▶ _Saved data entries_

|---|

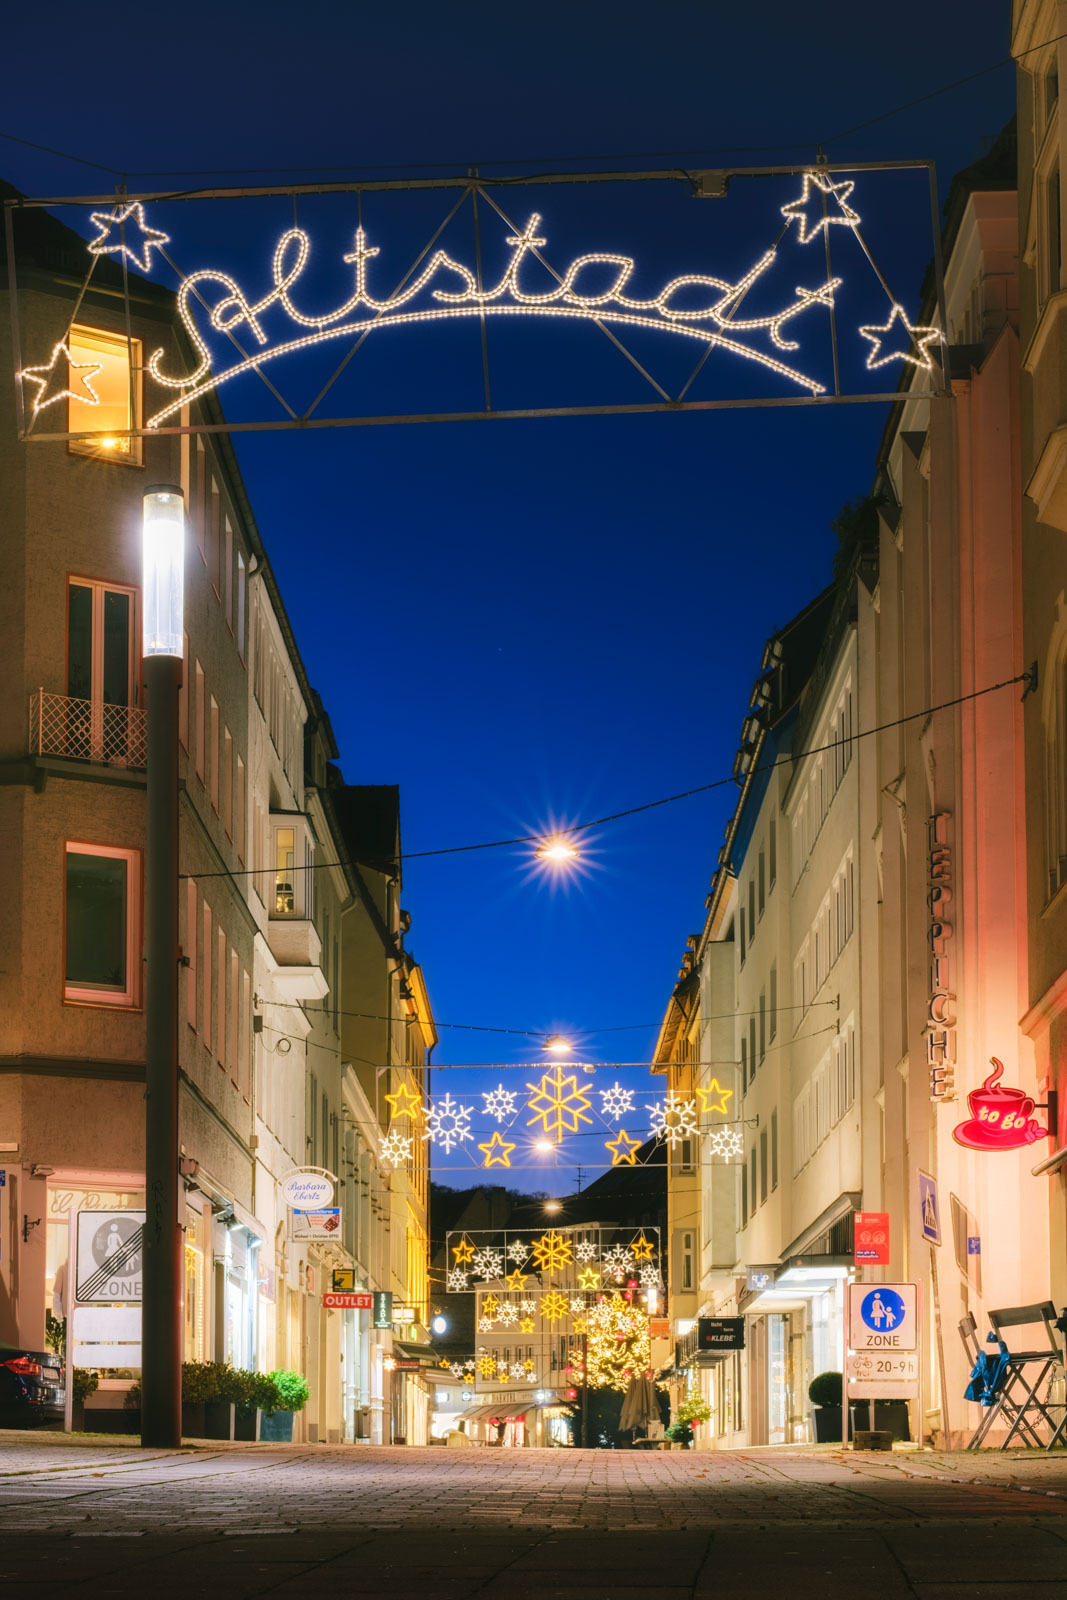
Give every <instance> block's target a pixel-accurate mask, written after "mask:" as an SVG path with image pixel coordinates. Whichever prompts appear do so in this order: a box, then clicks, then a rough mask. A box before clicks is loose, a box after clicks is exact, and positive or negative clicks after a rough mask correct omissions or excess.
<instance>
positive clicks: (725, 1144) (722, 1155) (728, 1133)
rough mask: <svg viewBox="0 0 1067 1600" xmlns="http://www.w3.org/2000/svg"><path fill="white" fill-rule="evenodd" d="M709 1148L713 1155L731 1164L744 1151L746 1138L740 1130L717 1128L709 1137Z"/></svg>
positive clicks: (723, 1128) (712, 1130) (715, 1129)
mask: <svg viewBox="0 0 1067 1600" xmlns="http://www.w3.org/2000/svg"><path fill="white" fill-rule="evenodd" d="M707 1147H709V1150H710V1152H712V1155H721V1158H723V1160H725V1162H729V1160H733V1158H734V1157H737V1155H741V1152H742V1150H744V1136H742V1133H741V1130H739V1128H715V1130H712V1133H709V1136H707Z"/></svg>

|---|

▶ _Your instructions_
Report how many lines of the listing contain the string "xmlns", treating case as significant. Give only the number.

▶ _Task answer_
2